Quote all of the records below verbatim, line for line, in their original order.

━━━━━━━━━━━━━━━━

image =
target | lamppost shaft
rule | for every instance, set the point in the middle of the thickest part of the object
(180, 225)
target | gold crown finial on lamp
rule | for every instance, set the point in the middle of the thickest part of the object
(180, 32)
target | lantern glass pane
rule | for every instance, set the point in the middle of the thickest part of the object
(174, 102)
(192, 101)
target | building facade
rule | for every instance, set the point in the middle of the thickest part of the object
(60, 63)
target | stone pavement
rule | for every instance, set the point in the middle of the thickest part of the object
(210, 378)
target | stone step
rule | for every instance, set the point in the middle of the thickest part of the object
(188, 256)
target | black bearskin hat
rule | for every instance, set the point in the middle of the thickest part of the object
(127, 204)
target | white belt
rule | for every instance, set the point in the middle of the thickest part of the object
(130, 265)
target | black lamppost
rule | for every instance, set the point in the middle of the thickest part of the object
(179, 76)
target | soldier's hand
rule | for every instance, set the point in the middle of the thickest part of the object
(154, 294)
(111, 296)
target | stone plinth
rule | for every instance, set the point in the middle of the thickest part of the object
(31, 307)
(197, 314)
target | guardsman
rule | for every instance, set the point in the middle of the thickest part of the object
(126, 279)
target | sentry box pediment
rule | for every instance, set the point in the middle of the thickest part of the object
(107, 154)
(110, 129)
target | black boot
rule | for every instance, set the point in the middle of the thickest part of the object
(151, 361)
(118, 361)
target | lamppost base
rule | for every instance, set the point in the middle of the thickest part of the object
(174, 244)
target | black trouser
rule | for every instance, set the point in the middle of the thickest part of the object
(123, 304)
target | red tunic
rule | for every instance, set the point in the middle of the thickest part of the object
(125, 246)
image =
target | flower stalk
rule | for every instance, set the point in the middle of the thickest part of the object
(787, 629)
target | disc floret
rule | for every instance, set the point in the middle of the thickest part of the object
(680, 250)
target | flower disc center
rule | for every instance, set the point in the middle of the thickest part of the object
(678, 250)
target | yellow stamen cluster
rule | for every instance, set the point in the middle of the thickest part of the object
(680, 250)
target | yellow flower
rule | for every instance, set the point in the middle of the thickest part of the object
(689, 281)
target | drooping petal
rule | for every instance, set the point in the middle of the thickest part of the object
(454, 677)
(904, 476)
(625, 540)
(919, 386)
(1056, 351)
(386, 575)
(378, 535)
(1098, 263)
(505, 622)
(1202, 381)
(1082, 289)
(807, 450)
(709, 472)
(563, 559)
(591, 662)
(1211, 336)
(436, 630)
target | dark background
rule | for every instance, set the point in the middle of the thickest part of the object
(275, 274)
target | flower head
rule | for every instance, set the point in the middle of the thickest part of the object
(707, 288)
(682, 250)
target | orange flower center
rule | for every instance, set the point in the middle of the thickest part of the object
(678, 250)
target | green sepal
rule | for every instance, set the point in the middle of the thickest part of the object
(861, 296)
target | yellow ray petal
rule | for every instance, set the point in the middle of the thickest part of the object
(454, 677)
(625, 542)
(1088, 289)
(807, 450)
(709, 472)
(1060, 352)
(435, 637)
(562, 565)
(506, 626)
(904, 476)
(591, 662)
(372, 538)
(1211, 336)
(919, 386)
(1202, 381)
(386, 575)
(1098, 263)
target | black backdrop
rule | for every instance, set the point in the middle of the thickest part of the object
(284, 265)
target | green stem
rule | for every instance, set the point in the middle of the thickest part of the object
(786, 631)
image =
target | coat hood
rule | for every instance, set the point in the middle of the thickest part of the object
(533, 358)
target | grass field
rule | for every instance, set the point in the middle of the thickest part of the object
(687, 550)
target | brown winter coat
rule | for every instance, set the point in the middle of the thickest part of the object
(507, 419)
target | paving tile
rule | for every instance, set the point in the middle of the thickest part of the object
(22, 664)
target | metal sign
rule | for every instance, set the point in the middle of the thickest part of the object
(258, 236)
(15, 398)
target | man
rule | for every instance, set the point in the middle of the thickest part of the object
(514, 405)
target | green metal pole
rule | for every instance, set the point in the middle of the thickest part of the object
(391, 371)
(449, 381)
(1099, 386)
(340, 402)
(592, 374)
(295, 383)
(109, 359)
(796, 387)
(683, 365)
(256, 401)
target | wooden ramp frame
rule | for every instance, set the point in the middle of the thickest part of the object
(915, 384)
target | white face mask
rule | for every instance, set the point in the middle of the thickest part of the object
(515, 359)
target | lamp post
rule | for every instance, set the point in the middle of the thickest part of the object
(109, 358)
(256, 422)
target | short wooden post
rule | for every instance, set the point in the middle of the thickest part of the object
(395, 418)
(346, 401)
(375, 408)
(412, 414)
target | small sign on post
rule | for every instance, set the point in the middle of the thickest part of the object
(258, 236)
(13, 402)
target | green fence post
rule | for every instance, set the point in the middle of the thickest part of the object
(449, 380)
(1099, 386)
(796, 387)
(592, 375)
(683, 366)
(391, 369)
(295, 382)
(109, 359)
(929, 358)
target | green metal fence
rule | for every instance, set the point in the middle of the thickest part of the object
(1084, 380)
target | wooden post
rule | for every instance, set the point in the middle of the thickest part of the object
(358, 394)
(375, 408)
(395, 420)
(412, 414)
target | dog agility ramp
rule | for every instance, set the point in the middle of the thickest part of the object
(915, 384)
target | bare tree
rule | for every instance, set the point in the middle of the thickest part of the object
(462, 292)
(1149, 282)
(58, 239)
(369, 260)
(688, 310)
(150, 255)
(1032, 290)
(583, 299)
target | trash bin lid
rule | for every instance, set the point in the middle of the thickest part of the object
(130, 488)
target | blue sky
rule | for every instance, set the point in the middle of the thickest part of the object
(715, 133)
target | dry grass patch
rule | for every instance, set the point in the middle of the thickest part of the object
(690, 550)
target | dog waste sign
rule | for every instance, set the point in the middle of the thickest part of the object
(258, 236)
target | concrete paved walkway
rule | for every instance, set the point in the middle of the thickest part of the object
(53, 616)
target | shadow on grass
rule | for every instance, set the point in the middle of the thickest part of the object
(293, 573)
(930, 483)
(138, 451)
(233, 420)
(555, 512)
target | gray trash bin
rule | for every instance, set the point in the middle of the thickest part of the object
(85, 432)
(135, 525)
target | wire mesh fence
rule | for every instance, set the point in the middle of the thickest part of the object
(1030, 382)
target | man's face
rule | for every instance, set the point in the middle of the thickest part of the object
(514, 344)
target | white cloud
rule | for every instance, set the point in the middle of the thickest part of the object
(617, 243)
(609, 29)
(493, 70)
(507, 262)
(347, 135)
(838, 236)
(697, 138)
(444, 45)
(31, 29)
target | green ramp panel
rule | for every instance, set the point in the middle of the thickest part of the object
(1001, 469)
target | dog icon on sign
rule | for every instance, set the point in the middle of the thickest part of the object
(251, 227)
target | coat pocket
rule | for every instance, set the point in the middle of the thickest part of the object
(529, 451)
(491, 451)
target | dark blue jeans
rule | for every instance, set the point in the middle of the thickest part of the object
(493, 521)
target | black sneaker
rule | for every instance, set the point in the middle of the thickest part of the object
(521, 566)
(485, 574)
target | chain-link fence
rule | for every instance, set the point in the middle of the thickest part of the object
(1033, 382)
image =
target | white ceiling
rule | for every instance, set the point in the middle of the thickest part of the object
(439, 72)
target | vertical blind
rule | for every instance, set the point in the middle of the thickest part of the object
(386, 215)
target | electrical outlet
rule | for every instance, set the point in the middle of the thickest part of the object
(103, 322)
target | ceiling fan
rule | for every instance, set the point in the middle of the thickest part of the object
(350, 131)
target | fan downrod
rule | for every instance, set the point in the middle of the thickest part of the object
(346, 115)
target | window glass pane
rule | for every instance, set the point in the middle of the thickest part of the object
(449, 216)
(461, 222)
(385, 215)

━━━━━━━━━━━━━━━━

Response:
image =
target | lamppost shaft
rule | for every instance, set the point in the middle of the thickest part of the object
(180, 225)
target | gold crown finial on lamp
rule | for every instance, set the point in the middle of the thickest part of the object
(180, 32)
target | lantern glass pane
rule | for every instance, set the point in the middle of the thickest part of the object
(174, 102)
(192, 101)
target | building facade
rule | for every instance, set the point in the middle of the thickest part of the object
(60, 63)
target | stone pavement
rule | for every instance, set the point in the middle of the thickest part of the object
(210, 378)
target | stone step
rule | for every instance, set the point in the middle of the thickest part of the object
(188, 256)
target | black bearskin hat
rule | for every instance, set the point in the middle of the thickest part of the object
(127, 204)
target | white belt
rule | for every instance, set the point in the middle of the thickest part of the object
(130, 265)
target | black lamppost
rule | for every instance, set the point in the middle of the thickest part of the object
(179, 76)
target | soldier's hand
rule | for every instance, set the point in the middle of the thickest part of the object
(154, 294)
(111, 296)
target | stone plinth
rule | for every instance, set the point in the middle of the thickest part of the object
(31, 307)
(197, 314)
target | guardsman
rule | for every instance, set the point in the middle of the thickest part of the object
(126, 279)
target | sentry box pediment
rule | for every instance, set the point in the middle of the thickest part of the object
(107, 154)
(110, 129)
target | black boot
rule | for every instance, set the point in the middle of the thickest part of the object
(151, 361)
(118, 361)
target | lamppost base
rule | for every instance, set the point in the middle of the thickest part of the object
(174, 244)
target | black trouser
rule | for every instance, set the point in the middle of the thickest part of the object
(123, 304)
target | red tunic
rule | for every instance, set the point in the middle of the thickest part of the object
(125, 246)
image =
target | flower stalk
rule | for every instance, set the point in the middle of the thickest part of the object
(787, 629)
target | disc floret
rule | for every instance, set the point in the middle of the thickest part of the object
(680, 250)
target | flower disc center
rule | for every instance, set the point in the middle of the thickest part of the object
(678, 250)
target | yellow stamen cluster
rule | for every instance, set the point in the middle of the thickest part of the object
(680, 250)
target | yellow flower
rule | for every instance, set the point in the middle of the thickest part of the object
(689, 281)
target | drooping petal
rule | for every instance, set the point in the middle of the thickest part of the object
(454, 677)
(904, 476)
(625, 540)
(919, 386)
(1056, 351)
(386, 575)
(378, 535)
(1098, 263)
(505, 622)
(1202, 381)
(1082, 289)
(807, 450)
(709, 472)
(563, 559)
(591, 662)
(1211, 336)
(436, 630)
target | dark background
rule | for every instance, set the point in the middle of the thickest part of the object
(275, 274)
target | flower head
rule | for every instance, set the point in the middle of the thickest part of the object
(707, 288)
(682, 250)
target | orange flower center
rule | for every instance, set the point in the middle of the thickest part of the object
(678, 250)
target | green sepal
rule | for every instance, set the point in the middle of the thickest part of the object
(861, 296)
target | yellow ray petal
rule | for every instance, set the point in the middle of the thickest part of the object
(454, 677)
(625, 542)
(1088, 289)
(807, 450)
(709, 472)
(1060, 352)
(435, 637)
(562, 565)
(506, 626)
(904, 476)
(591, 662)
(372, 538)
(1211, 336)
(919, 386)
(1202, 381)
(386, 575)
(1098, 263)
target | black backdrop
rule | for every instance, set the point in the middle of the thickest part of the object
(284, 265)
target | green stem
rule | for every instance, set the point in the middle of the thickest part of the object
(786, 631)
image =
target | coat hood
rule | for every instance, set the point in the middle of the thickest part of the object
(533, 358)
target | grass field
rule | for every instance, set the point in the middle of the thickest part of the object
(687, 550)
target | brown winter coat
rule | for every instance, set the point in the middle of the thickest part of the object
(507, 419)
target | paving tile
rule | for every instance, set the point in the middle of the thickest part of the object
(22, 664)
target | metal sign
rule | for every instance, set the point in the middle of the thickest part of the object
(258, 236)
(15, 398)
target | man
rule | for every instance, set the point in the middle of the thickest part of the object
(514, 405)
target | green metal pole
rule | for every instance, set the point in the middle of the thickest part of the object
(391, 371)
(449, 381)
(1099, 386)
(340, 402)
(592, 374)
(295, 383)
(109, 359)
(796, 387)
(683, 365)
(256, 401)
target | wooden ramp frame
rule | for every instance, set the point in the middle of the thickest part of the object
(915, 384)
target | white face mask
rule | for every instance, set the point in the middle of the thickest part of the object
(515, 359)
target | lamp post
rule | for every instance, set the point in the middle of the thickest part of the object
(109, 358)
(256, 422)
target | short wooden post
rule | for every instance, set the point in the middle of the thickest part of the object
(395, 418)
(346, 401)
(375, 408)
(412, 414)
target | small sign on post
rule | for every instance, set the point in the middle of the thickest part of the object
(258, 236)
(13, 402)
target | green fence post
rule | for every instance, set the point in the middle of the thickest part of the object
(449, 380)
(1099, 386)
(796, 387)
(592, 375)
(683, 366)
(391, 369)
(295, 382)
(109, 359)
(929, 358)
target | green metal fence
rule | for every instance, set the point in the middle of the thickest part of the object
(1084, 380)
target | wooden post
rule | for every instance, set the point in the middle of the thickest part of the object
(358, 394)
(375, 408)
(395, 420)
(412, 414)
target | dog agility ramp
rule | for every instance, set the point in the middle of the thickest part of the object
(915, 384)
target | bare tree
rule | for every instance, set the point in the middle of the thickest part of the object
(462, 292)
(1149, 282)
(58, 239)
(369, 260)
(688, 310)
(150, 255)
(1032, 290)
(583, 299)
target | trash bin lid
rule | for every instance, set the point in the middle of the thickest part of the object
(130, 488)
target | blue sky
rule | for every instance, set the point in the middle of the thickest part of the object
(715, 133)
target | dry grass patch
rule | for every instance, set the point in the middle of the thickest part of the object
(690, 550)
target | dog waste sign
rule | for every instance, set the point in the middle of the thickest part of the object
(258, 236)
target | concrete paved walkway
rule | for every instance, set the point in the middle of the thickest part of the object
(53, 616)
target | shadow on grass
rule | for every instance, set the point in the middle of the thickest part of the object
(293, 573)
(930, 483)
(138, 451)
(233, 420)
(555, 512)
target | gray trash bin
rule | for every instance, set the point in the middle of the thickest part of the object
(85, 432)
(135, 525)
target | wire mesh fence
rule | for every instance, set the point in the middle of the thickest part of the object
(1030, 382)
target | man's face
rule | for every instance, set the point in the middle of the thickest part of the object
(514, 344)
target | white cloud
rule | for every instance, set the point in the middle of the thickest part of the object
(617, 243)
(609, 29)
(493, 70)
(507, 262)
(347, 135)
(838, 236)
(697, 138)
(444, 45)
(31, 29)
target | green ramp panel
rule | for every instance, set the point in the middle of the thickest part of the object
(1001, 469)
target | dog icon on sign
rule | for every instance, set the point in the middle of the thickest part of the object
(251, 227)
target | coat pocket
rule | for every instance, set the point in the middle of the thickest part of the object
(529, 451)
(491, 451)
target | dark blue jeans
rule | for every instance, set the point in the middle of the thickest part of the object
(493, 521)
target | black sneaker
rule | for every instance, set the point in the middle of the thickest part of the object
(521, 566)
(485, 574)
target | chain-link fence
rule | for every instance, set the point in the middle of the thickest part of the object
(1033, 382)
image =
target | white ceiling
rule | for every instance, set the point in the middle of the thickest part of the object
(439, 72)
target | vertical blind
rule | for every instance, set the point in the middle of the thickest part of the object
(386, 215)
target | electrical outlet
rule | for every instance, set the point in the middle of the thickest part of the object
(103, 322)
target | ceiling fan
rule | for every instance, set the point in the middle of the thickest part of the object
(350, 131)
target | fan downrod
rule | for every instance, set the point in the middle of the thickest part of the object
(346, 115)
target | window glass pane
rule | for every instance, set the point in the middle of the thickest part of the object
(449, 216)
(461, 222)
(385, 215)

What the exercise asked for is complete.